Esa misma profesora organizó un concurso de talentos en la escuela e invitó a cada alumno a hacer lo que mejor supiera. Joseph decidió cantar pero cuando llegó su turno temblaba tanto que su tono era también tembloroso y apresurado y la clase entera explotó en risas. Volvió a su asiento humillado y esperando el castigo. Cuando la profesora se acercó, se encogió de miedo. “Cantaste muy bien, se han reído porque estabas nervioso, no porque fueras malo. Bien hecho.” De camino a casa, Joseph se prometió a sí mismo que “les enseñaría” y empezó a soñar con “una vida en el mundo del espectáculo.”
Yo no conocía esta historia hasta hace poco tiempo. Creo que hay algo en Joseph difícil de conocer. Que es difícil traspasar sus barreras, quizás construidas por el miedo a la pérdida y reforzadas por su necesidad de respeto. Ninguno de nosotros puede recordarlo cogiéndonos en brazos o diciéndonos “te quiero.” Nunca jugó con nosotros ni nos arropó por la noche; no hubo conversaciones afectuosas sobre la vida entre padre e hijos. Recordamos el respeto, las órdenes, las instrucciones, pero no el afecto. Conocíamos a nuestro padre tal como era: alguien que quería ser admirado y que alimentaba a su familia. Al mismo tiempo que Michael se esforzaba en aceptarle tal como era, siempre se compadeció de él, no le juzgó. Lo triste es que no creo que llegara a conocer esta historia que acabo de contar.
Éramos cinco chicos compartiendo una habitación. La hermandad crecía más fuerte cada año. Compartíamos una litera de metal de tres pisos. Tito y yo dormíamos uno en el cabecero y el otro en los pies. En medio, Michael y Marlon y Jackie en la de abajo para él solo. Él era el único que no sabía lo que es despertarse con un pie en la boca, en la oreja o en los ojos. Nos solíamos ir a la cama entre las 8.30 y 9.00 p.m. y nos quedábamos más de una hora haciendo planes para el día siguiente. Apilábamos columnas de libros y poníamos sábanas encima creando un tejado. Nos encantaba dormir en el suelo como si estuviéramos de acampada.
Por la mañana, éramos el despertador unos de otros. “¿Estás levantado, Jermaine?” Podía escuchar a Michael preguntar en un susurro, “¿Jackie?” mientras Jackie seguía durmiendo unos minutos más. Después llegaba el caos de los “15 minutos del baño.” Cuando alguno de nosotros se pasaba del tiempo, escuchábamos a nuestra madre gritar: “JERMAINE! Tus 15 minutos han terminado!”
Joseph tenía un Buick marrón que era nuestro sistema de alarma para saber que llegaría en pocos minutos a casa. “Despejen la casa!, despejen la casa!”. Entrábamos rápidamente a nuestra habitación y la dejábamos limpia más rápido que si lo hubiera hecho la misma Mary Poppins. No es sorprendente que Michael y yo creciéramos como la clase de hombres que dejan tiradas las ropas por el suelo: cuando creces con tus hermanos en una habitación pequeña, te acostumbras a saber dónde está cada cosa en medio del caos.
Cuando Joseph se enfadaba, una mirada suya era suficiente, seguida de las palabras: ESPÉRAME EN TU HABITACIÓN!” Normalmente recibíamos 10 “whops”. Los llamo así porque era el sonido que hacía el cinturón al azotar el aire. Cuando éramos castigados, Michael escuchaba nuestros gritos y por la noche veía las marcas rojas del cinturón en la piel. En su mente, el mero pensamiento de Joseph castigando era traumático.

MATERIAL MOSTRADO:
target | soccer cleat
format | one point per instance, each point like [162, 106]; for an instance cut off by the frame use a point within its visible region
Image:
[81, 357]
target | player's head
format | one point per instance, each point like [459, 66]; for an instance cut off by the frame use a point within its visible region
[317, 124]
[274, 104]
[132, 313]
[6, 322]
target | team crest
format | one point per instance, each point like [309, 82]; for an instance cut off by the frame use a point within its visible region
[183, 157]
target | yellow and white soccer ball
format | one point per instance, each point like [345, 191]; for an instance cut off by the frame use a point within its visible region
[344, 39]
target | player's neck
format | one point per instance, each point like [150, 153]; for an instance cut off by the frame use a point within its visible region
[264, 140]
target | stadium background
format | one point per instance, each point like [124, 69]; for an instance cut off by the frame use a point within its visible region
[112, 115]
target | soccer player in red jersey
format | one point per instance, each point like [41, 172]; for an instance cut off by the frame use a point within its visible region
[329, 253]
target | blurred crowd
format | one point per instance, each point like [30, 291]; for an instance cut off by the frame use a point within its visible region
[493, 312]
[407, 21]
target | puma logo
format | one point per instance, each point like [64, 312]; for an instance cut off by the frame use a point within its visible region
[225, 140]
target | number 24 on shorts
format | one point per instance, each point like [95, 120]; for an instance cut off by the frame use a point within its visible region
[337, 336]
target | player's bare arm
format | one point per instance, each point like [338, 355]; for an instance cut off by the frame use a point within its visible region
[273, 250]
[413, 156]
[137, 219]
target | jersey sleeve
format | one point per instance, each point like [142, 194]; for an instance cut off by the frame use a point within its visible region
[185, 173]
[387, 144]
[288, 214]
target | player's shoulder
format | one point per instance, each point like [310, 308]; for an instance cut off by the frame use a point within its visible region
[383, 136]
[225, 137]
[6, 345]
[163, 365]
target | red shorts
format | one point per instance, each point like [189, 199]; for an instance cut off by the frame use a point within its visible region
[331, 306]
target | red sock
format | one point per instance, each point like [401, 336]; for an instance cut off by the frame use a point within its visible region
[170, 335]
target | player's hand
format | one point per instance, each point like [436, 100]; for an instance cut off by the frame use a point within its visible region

TU OBJETIVO: Enumera todas las muestras de afecto que, según el texto proporcionado, los hijos no recuerdan haber recibido de Joseph.

RESULTADO DE TAREA:
- Cogerlos en brazos
- Decirles "te quiero"
- Jugar con ellos
- Arroparlos por la noche
- Tener conversaciones afectuosas sobre la vida entre padre e hijos